═══ Supplied information
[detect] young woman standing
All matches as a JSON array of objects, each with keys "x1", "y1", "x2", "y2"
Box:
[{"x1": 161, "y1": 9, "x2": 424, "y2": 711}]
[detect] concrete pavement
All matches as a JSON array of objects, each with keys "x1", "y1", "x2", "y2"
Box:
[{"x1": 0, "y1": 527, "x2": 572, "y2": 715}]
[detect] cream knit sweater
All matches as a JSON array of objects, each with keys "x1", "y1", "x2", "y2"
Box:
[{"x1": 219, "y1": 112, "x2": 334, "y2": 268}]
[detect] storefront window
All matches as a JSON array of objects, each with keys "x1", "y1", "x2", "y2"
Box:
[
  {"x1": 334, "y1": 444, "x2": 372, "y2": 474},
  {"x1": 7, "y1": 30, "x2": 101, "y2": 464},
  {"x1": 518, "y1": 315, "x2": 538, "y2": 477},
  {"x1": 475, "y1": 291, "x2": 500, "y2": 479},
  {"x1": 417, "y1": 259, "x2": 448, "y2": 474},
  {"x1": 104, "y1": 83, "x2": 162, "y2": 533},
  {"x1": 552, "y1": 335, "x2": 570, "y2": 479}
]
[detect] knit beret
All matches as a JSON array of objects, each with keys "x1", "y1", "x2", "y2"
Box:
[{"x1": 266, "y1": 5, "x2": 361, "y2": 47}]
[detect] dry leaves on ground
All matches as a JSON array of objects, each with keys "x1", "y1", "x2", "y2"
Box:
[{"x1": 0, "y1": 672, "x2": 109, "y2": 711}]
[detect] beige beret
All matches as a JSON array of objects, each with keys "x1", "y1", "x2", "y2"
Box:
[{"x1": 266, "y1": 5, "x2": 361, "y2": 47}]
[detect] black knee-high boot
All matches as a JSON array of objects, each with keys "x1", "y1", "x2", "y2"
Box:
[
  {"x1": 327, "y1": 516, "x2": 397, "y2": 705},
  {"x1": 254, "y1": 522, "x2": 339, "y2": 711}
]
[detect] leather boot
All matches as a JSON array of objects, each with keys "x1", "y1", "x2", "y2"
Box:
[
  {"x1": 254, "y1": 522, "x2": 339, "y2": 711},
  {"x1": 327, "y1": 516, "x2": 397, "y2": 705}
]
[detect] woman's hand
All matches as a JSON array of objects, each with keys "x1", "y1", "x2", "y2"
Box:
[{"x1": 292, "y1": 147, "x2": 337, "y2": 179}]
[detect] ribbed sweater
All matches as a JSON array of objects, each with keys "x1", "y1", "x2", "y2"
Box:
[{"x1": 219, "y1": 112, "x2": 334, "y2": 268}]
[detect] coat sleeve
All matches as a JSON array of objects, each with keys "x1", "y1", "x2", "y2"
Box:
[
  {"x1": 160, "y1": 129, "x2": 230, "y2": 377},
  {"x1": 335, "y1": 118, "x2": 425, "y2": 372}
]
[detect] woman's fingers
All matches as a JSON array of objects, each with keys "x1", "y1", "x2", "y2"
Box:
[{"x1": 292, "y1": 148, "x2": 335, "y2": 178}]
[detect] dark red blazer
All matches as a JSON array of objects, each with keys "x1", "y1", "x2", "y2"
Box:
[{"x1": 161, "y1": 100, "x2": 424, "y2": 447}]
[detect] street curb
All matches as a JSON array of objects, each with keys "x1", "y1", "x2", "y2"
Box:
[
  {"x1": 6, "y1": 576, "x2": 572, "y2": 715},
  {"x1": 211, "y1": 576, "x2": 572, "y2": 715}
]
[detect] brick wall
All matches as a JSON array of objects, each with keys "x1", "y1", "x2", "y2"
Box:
══════
Transcribe the entire listing above precisely.

Response below
[detect] young woman standing
All matches as a JSON array of objects, each with keys "x1", "y1", "x2", "y2"
Box:
[{"x1": 161, "y1": 9, "x2": 424, "y2": 711}]
[detect] concrete pavement
All matches as a JSON array of objects, each with keys "x1", "y1", "x2", "y2"
Box:
[{"x1": 0, "y1": 527, "x2": 572, "y2": 715}]
[detect] cream knit sweater
All matches as a JSON array of objects, each with keys "x1", "y1", "x2", "y2"
Box:
[{"x1": 219, "y1": 112, "x2": 334, "y2": 268}]
[detect] storefront window
All matches as a JSON array of objects, each with keys "x1", "y1", "x2", "y2"
Box:
[
  {"x1": 334, "y1": 444, "x2": 372, "y2": 474},
  {"x1": 7, "y1": 30, "x2": 101, "y2": 464},
  {"x1": 518, "y1": 315, "x2": 538, "y2": 477},
  {"x1": 475, "y1": 291, "x2": 500, "y2": 479},
  {"x1": 417, "y1": 259, "x2": 448, "y2": 474},
  {"x1": 104, "y1": 83, "x2": 162, "y2": 533},
  {"x1": 552, "y1": 335, "x2": 570, "y2": 479}
]
[detect] knit beret
All matches as a JSON array of objects, each with keys "x1", "y1", "x2", "y2"
Box:
[{"x1": 266, "y1": 5, "x2": 361, "y2": 47}]
[detect] dry leaves on ground
All matches as a JSON array of objects, each with keys "x1", "y1", "x2", "y2"
Box:
[{"x1": 0, "y1": 672, "x2": 109, "y2": 711}]
[detect] beige beret
All matches as a JSON array of objects, each with keys "x1", "y1", "x2", "y2"
Box:
[{"x1": 266, "y1": 5, "x2": 361, "y2": 47}]
[detect] black knee-high boot
All matches as a JSON array of objects, each with keys "x1", "y1", "x2", "y2"
Box:
[
  {"x1": 327, "y1": 516, "x2": 397, "y2": 705},
  {"x1": 254, "y1": 522, "x2": 339, "y2": 711}
]
[detect] leather boot
All matches as a JSON array of objects, each with keys "x1", "y1", "x2", "y2"
Box:
[
  {"x1": 254, "y1": 522, "x2": 339, "y2": 711},
  {"x1": 327, "y1": 516, "x2": 397, "y2": 705}
]
[detect] woman's hand
All matches as a JSON array of objects, each with keys "x1", "y1", "x2", "y2"
Box:
[{"x1": 292, "y1": 147, "x2": 337, "y2": 179}]
[detect] ribbed sweater
All matches as a JSON array of objects, each with keys "x1", "y1", "x2", "y2"
Box:
[{"x1": 219, "y1": 112, "x2": 334, "y2": 268}]
[detect] coat sleeve
All matches as a JSON array of objects, each with keys "x1", "y1", "x2", "y2"
Box:
[
  {"x1": 160, "y1": 129, "x2": 230, "y2": 377},
  {"x1": 335, "y1": 118, "x2": 425, "y2": 372}
]
[detect] woman's fingers
All matches as a JSON array of objects, each with keys "x1", "y1", "x2", "y2"
Box:
[{"x1": 292, "y1": 148, "x2": 335, "y2": 178}]
[detect] dark red blazer
All matches as a JSON array of objects, each with keys "x1", "y1", "x2", "y2"
Box:
[{"x1": 161, "y1": 100, "x2": 424, "y2": 447}]
[detect] street curb
All matches as a JSON array of objects, each with keys "x1", "y1", "x2", "y2"
Box:
[
  {"x1": 6, "y1": 576, "x2": 572, "y2": 715},
  {"x1": 211, "y1": 576, "x2": 572, "y2": 715}
]
[detect] brick wall
All matches as a JSON array of objects, each with keys "x1", "y1", "x2", "y2"
Box:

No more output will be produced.